MISO has said it could define unique seasonal system reliability requirements as a bulwark against its increasing emergency events outside summer months. The RTO’s analyses indicate an emerging wintertime loss-of-load risk. MISO said it could be in the position of facing a winter peaking situation when electrification picks up in 2035 and beyond.

The shift could prompt MISO to issue a sub-annual reserves requirement based on a seasonal resource adequacy construct.

Stakeholders attending a virtual Resource Adequacy Subcommittee meeting Oct. 7 asked if MISO would run a Planning Resource Auction (PRA) four times per year.

MISO Director of Research and Development Jessica Harrison said several options are under consideration, including an annual construct that reflects sub-annual needs, one annual auction with seasonal or monthly segments, multiple seasonal auctions or monthly auctions across the planning year.

MISO is also exploring the use of additional risk assessments beyond loss of load, including the expected unserved energy calculation, where MISO calculates the expected amount of energy when load is set to exceed generation.

Senior Manager of Resource Adequacy Coordination Lynn Hecker said there could be additional “administrative burden” on MISO and its members if it develops separate planning reserve requirements and resource accreditations for each season.

“That’s really on the MISO to-do list, to get a better idea of what — if any — administrative burden … the proposed construct options might create,” she said.

If MISO moves to a sub-annual version of the capacity auction, Hecker said it would reduce its focus on summer peak modeling and forecasting in favor of pinpointing multiple loss of load risk hours throughout the year, called resource adequacy hours. RA hours would likely occur in summer and winter.

Harrison said MISO must decide if it should rely more on forward-looking projections or historical data to establish accreditation and reserve requirements using resource adequacy hours.

“In a time of slower-paced change, that’s reasonable; in a time of fast-paced change, that’s less reasonable,” she said of historical data being a predictor of system conditions.

Seasonal capacity auctions might give way to more seasonal economic outages, MISO and members said.

Harrison said MISO will be mindful of a seasonal auction’s possible effect of corralling too many generation outages into shoulder seasons. The RTO might consider must-offer obligations on capacity resources for each sub-annual period.

= DATA RECORDS =
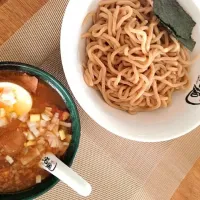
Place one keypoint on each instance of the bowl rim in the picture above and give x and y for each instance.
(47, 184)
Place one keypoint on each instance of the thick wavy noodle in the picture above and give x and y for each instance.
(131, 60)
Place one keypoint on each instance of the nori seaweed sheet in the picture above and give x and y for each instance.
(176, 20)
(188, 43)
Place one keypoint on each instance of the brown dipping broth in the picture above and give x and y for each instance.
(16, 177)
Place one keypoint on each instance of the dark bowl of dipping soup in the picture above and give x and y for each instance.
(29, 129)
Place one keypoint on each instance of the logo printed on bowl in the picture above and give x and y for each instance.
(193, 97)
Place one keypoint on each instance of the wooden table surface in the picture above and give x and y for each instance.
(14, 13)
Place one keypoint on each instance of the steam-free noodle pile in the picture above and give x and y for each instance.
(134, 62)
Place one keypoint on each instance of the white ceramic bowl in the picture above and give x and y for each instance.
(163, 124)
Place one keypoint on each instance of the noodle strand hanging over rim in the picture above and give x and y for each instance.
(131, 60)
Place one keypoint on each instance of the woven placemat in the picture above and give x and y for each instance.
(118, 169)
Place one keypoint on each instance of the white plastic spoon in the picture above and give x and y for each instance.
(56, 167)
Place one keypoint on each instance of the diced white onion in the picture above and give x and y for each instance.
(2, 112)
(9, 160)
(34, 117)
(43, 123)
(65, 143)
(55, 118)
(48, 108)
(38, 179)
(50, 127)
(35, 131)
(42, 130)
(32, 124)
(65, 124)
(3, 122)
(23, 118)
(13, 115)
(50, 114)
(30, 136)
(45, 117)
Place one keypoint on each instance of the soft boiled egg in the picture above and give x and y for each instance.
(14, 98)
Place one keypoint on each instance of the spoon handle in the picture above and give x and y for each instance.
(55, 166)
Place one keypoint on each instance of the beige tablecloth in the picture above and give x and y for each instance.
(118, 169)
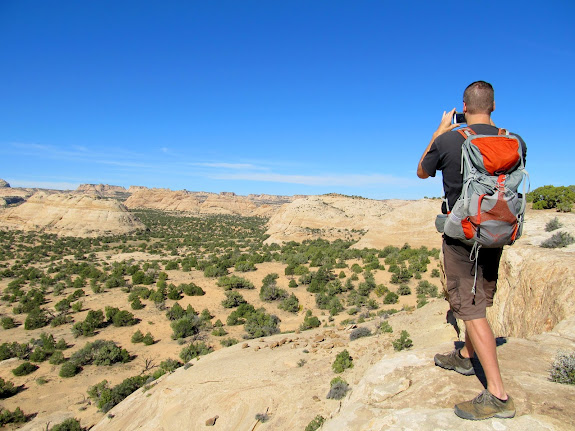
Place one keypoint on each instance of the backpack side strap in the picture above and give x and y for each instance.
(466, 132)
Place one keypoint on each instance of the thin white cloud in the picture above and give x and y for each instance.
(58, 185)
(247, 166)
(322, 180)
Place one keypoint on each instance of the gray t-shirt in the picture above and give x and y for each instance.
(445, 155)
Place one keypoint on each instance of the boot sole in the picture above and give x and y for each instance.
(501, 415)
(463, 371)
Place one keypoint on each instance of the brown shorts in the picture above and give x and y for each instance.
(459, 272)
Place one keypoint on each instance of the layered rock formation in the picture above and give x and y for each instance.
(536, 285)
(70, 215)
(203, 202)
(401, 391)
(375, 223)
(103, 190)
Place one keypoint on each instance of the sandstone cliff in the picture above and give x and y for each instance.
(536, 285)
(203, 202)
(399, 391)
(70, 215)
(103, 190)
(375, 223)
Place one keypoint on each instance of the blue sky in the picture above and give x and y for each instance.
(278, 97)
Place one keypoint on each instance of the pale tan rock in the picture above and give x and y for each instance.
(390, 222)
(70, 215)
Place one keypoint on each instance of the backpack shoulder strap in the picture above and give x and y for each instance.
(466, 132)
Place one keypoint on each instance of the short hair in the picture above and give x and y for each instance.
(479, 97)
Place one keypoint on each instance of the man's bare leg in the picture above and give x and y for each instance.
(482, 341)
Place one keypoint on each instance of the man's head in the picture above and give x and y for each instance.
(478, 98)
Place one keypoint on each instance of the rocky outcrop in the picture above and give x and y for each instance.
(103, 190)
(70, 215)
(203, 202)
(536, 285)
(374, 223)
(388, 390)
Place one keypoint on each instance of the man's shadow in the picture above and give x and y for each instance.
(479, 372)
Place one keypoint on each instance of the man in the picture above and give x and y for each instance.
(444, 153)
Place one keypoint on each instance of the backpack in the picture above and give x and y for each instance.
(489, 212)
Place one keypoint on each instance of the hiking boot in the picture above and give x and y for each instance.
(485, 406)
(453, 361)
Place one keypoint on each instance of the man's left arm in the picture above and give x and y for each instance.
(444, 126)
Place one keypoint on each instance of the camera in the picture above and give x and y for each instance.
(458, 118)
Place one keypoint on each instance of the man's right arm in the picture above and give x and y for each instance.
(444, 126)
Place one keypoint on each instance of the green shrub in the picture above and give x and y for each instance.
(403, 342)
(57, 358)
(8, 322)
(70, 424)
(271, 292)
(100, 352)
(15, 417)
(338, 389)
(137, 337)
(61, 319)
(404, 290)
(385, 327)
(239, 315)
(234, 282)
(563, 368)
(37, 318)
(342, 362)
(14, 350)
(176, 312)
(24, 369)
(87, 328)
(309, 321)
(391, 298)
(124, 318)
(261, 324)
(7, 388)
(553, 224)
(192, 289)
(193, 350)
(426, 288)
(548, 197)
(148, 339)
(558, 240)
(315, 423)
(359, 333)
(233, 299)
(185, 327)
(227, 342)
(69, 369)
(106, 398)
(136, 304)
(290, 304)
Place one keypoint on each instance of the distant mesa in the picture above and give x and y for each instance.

...

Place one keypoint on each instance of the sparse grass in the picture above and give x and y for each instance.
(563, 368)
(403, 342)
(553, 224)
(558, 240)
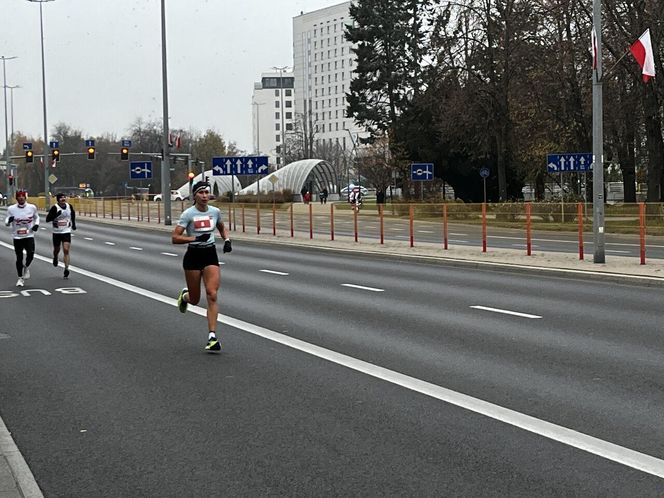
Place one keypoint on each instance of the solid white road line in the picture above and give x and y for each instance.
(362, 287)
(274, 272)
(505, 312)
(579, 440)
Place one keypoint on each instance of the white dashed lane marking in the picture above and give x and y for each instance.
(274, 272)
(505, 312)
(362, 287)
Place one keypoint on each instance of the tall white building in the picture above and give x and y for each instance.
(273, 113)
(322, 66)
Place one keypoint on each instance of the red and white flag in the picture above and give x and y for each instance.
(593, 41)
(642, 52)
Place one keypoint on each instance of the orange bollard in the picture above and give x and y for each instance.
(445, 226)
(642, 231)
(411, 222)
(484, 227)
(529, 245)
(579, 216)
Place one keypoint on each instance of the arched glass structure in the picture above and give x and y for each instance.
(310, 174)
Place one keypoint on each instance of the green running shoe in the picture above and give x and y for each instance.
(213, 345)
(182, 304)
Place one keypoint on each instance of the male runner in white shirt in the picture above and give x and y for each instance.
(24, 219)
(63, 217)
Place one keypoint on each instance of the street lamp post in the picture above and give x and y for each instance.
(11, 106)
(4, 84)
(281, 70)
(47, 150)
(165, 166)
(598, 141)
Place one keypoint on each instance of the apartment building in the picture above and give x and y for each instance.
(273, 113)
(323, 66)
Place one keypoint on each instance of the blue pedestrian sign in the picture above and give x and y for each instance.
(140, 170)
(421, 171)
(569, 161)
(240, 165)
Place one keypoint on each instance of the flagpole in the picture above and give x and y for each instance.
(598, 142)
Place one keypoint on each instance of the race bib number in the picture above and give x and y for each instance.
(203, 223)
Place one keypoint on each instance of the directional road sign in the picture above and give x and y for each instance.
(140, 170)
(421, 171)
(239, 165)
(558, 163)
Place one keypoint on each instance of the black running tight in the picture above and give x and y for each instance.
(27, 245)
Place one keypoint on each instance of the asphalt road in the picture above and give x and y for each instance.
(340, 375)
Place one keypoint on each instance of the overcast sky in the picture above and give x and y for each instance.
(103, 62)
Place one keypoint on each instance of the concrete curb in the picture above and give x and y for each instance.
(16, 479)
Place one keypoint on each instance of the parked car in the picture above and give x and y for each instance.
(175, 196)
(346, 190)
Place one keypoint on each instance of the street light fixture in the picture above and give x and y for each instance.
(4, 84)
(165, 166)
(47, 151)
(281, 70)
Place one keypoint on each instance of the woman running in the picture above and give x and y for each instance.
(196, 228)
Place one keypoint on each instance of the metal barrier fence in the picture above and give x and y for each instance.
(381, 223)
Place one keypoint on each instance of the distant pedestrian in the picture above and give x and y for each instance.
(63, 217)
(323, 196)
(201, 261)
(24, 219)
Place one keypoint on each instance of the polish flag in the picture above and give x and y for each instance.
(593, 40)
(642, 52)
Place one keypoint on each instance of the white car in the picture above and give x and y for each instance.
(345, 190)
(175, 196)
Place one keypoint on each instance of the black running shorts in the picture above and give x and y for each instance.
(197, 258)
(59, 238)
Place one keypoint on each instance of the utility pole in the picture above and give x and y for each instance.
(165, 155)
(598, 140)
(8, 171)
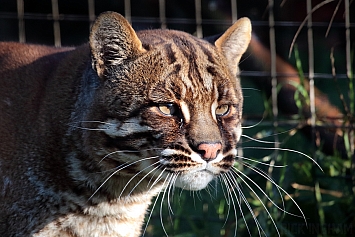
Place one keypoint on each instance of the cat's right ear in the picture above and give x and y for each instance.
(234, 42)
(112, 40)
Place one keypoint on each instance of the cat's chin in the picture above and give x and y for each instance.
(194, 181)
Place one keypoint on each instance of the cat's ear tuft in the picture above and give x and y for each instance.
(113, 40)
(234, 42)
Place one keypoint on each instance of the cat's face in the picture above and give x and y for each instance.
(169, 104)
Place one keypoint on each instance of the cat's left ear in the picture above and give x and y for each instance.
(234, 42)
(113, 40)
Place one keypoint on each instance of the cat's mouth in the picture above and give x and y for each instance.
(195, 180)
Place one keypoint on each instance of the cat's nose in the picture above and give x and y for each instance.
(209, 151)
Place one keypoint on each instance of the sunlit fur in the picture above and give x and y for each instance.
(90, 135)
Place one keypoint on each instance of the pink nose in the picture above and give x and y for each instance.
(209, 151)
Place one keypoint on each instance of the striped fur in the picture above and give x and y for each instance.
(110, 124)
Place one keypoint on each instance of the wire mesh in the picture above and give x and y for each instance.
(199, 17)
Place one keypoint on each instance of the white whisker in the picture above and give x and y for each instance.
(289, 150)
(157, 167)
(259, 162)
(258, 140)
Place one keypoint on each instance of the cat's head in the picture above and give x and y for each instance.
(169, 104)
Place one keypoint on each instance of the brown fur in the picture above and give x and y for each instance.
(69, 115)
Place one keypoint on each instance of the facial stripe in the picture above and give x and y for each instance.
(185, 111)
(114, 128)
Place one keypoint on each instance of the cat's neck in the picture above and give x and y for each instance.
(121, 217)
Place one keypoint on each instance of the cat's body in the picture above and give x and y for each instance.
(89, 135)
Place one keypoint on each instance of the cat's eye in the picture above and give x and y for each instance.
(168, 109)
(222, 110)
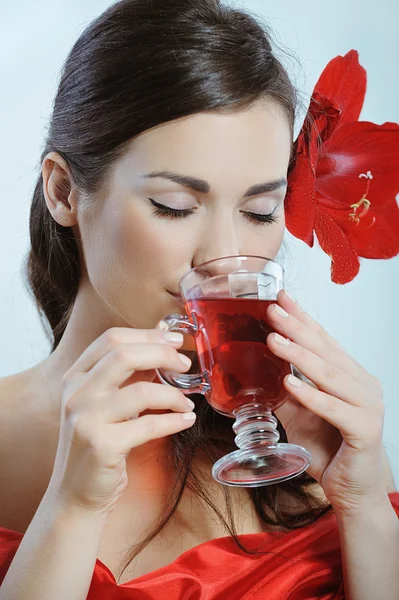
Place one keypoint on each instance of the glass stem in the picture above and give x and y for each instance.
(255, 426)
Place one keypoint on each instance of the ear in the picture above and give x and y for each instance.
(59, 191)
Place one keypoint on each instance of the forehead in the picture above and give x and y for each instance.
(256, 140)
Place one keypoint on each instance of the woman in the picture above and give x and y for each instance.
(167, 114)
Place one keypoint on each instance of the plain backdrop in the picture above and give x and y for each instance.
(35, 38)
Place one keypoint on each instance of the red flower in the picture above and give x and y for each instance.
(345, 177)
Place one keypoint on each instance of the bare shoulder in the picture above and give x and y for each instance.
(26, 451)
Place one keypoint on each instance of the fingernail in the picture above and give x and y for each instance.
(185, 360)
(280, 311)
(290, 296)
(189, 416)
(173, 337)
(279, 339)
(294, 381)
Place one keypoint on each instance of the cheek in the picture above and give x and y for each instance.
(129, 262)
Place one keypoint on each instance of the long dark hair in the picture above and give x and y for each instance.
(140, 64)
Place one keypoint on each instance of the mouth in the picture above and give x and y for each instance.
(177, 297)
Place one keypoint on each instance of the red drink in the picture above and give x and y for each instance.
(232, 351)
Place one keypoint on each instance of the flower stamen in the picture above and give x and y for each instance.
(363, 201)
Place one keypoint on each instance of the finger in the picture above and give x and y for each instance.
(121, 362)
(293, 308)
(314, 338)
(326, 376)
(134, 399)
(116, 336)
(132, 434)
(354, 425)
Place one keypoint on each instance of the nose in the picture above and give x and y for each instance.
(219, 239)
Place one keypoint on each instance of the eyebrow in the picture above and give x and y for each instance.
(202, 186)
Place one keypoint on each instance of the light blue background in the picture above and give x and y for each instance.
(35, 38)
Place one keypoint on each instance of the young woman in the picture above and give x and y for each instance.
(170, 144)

= DIRECTIVES =
a - In the article on MISO's seasonal reliability planning, what name is given to the multiple loss-of-load risk hours MISO would pinpoint throughout the year?
b - Summarize the article on MISO's seasonal reliability planning in two sentences.
c - Carry on the article about MISO's seasonal capacity auction options from the point where it stops.

= EXPECTED OUTPUTS =
a - Resource adequacy hours (RA hours).

b - Citing increasing emergency events outside summer and an emerging winter loss-of-load risk, MISO said it could set seasonal reliability requirements, and it is weighing options ranging from an annual construct reflecting sub-annual needs to multiple seasonal or monthly auctions. Staff noted possible administrative burden, a shift toward resource adequacy hours in summer and winter, and the risk of outages crowding into shoulder seasons, which must-offer obligations might address.

c -
“The more granular we go, the more complex it will be to implement,” Hecker said.

The State Authority Quandary

The possibility of new reliability requirements has MISO and members probing the complicated relationship between MISO and state authority.

Some stakeholders have said that a move toward additional reliability criteria could infringe on state jurisdiction over resource adequacy and that MISO’s existing annual local clearing requirements and planning reserve margin are sufficient for reliability needs. (See MISO Closer to Seasonal Capacity, Reliability Reqs.)

To date, no states have ever requested that MISO increase or decrease a planning reserve margin, said MISO Managing Assistant General Counsel Michael Kessler.

The MISO Tariff stipulates that states have the authority to supersede the RTO and set their own planning reserve margins, but they cannot change MISO’s local reliability requirements or local clearing requirements. MISO would have to incorporate a state-set planning reserve margin into its planning resource margin requirements if it received a special state margin figure for a set of jurisdictional utilities. The Tariff also prohibits MISO from developing a resource adequacy requirement that conflicts with “state reliability or safety standards.”

Kessler said there’s “no other entity … than a state authority” that can alter MISO’s planning reserve margin requirement.

Some stakeholders questioned why states wouldn’t also have at least some authority over local reliability requirements or local clearing requirements if resource adequacy is ultimately the states’ prerogative.

Six of MISO’s ten local resource zones include territory from two or more states.

“Our interpretation of the Tariff — our literal reading of it — is that states do not have the authority to create a different local reliability requirement other than the one established by MISO,” Kessler said.

If a state chooses to set a lower planning reserve margin, the local clearing requirement of a local resource zone would still apply, Kessler said, with MISO still responsible for procuring capacity up to the requirement. Costs of the extra capacity procurement would be uplifted to the entire MISO footprint.

WEC Energy Group’s Chris Plante asked whether states could use a different loss of load risk than MISO’s one-day-in-10-years standard. A state’s decision to rely on a two-days-in-10-years risk would seem to affect zonal clearing and reliability requirements, he said.

“We haven’t had to work through a scenario where some of these mechanics would apply,” Kessler said, adding that MISO could pursue a deeper legal analysis of interaction between the Tariff and state law.

Plante has noted that states already largely rely on MISO’s recommended margins to set their resource adequacy plans.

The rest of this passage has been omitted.